**** Exercise data ****

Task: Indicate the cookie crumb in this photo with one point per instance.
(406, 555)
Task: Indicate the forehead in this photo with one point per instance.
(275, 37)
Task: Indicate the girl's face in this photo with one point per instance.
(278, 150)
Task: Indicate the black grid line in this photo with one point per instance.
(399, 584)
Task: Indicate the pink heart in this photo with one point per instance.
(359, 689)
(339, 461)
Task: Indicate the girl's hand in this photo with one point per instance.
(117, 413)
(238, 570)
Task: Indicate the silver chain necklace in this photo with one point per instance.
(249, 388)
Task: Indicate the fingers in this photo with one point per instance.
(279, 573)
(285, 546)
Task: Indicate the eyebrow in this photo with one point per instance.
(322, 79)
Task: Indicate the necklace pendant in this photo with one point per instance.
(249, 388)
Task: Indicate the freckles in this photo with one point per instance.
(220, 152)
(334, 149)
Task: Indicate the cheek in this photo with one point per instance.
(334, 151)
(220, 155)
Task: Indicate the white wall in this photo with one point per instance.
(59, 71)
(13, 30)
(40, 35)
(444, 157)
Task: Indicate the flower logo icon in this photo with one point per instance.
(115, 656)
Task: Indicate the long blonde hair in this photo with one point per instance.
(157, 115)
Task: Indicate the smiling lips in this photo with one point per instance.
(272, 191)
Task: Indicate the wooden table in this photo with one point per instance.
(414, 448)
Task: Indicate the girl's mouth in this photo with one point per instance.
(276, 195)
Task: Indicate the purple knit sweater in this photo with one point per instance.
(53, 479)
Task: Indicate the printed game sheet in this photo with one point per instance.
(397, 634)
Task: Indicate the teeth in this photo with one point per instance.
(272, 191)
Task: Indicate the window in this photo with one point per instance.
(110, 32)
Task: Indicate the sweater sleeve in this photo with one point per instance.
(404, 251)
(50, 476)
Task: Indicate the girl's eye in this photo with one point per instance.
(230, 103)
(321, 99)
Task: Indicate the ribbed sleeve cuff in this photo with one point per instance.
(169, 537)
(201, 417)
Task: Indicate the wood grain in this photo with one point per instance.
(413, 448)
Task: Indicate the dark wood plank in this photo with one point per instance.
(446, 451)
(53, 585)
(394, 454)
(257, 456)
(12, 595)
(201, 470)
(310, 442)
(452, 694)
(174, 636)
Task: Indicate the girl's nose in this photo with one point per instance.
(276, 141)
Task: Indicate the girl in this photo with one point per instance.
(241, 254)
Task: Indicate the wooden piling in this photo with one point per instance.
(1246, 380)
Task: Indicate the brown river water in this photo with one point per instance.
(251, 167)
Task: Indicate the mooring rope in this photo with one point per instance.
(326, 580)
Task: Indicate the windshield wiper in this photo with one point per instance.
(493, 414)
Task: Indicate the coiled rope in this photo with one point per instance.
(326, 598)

****

Task prompt >> Each record, from first to last, should be returned verbatim.

Answer section >>
Task: Indicate the cookie crumb in this photo with one point per instance.
(406, 555)
Task: Indicate the forehead in this photo with one point per instance.
(275, 37)
Task: Indicate the girl's face in this photo with one point per instance.
(278, 150)
Task: Indicate the black grid line in this photo with one point per instance.
(399, 584)
Task: Indicate the pink heart in this photo with one point per instance.
(359, 689)
(339, 461)
Task: Indicate the girl's hand in this photo with one point per instance.
(117, 413)
(238, 570)
Task: Indicate the silver chain necklace in this photo with one point per instance.
(249, 388)
Task: Indicate the fingers in this photo with one point per instance.
(279, 573)
(285, 546)
Task: Indicate the eyebrow in this photo with one point per instance.
(322, 79)
Task: Indicate the necklace pendant in this photo with one point per instance.
(249, 388)
Task: Indicate the freckles in this photo with one point per instance.
(220, 152)
(334, 149)
Task: Indicate the cheek in this photo with one point per instance.
(334, 151)
(220, 155)
Task: Indicate the white wall in this photo with one point per instance.
(59, 71)
(13, 30)
(40, 35)
(444, 157)
Task: Indicate the flower logo icon in this photo with one point per instance.
(115, 656)
Task: Indicate the long blonde hair in this photo with one point per instance.
(157, 115)
Task: Indicate the smiling lips in this photo with one point per instance.
(272, 191)
Task: Indicate the wooden table in this photo with one point per instance.
(414, 448)
Task: Indicate the girl's mouth in this photo with one point per instance.
(276, 195)
Task: Indicate the purple knit sweater in this photo with one point per instance.
(53, 479)
Task: Indicate the printed game sheet in this photo with one point per instance.
(397, 634)
Task: Indicate the teeth in this photo with one point per instance.
(272, 191)
Task: Indicate the window in this photo with one point per instance.
(110, 32)
Task: Indicate the sweater sleeve in this photo with one point per instance.
(404, 251)
(50, 476)
Task: Indicate the girl's eye in this photo with one point per instance.
(230, 103)
(321, 99)
Task: Indicate the ribbed sleeve cuff in this photo with one point per instance.
(169, 537)
(201, 417)
Task: Indicate the wood grain in this photo with one point per instance.
(413, 448)
Task: Indicate the dark wood plank in this photo with one point per instance.
(446, 451)
(53, 585)
(394, 454)
(257, 456)
(12, 595)
(201, 470)
(310, 442)
(452, 694)
(174, 636)
Task: Indicate the girl's nose in this photo with one point per instance.
(276, 141)
Task: Indicate the girl in this photo with one point per instance.
(241, 254)
Task: Indicate the wooden piling in this photo with one point per instance.
(1246, 380)
Task: Indicate the brown river water in this photo with one point per instance.
(251, 167)
Task: Indicate the mooring rope in this photo with one point per instance.
(326, 580)
Task: Indicate the windshield wiper in this photo with one point per instance.
(493, 414)
Task: Indicate the coiled rope in this photo with one point per instance.
(326, 598)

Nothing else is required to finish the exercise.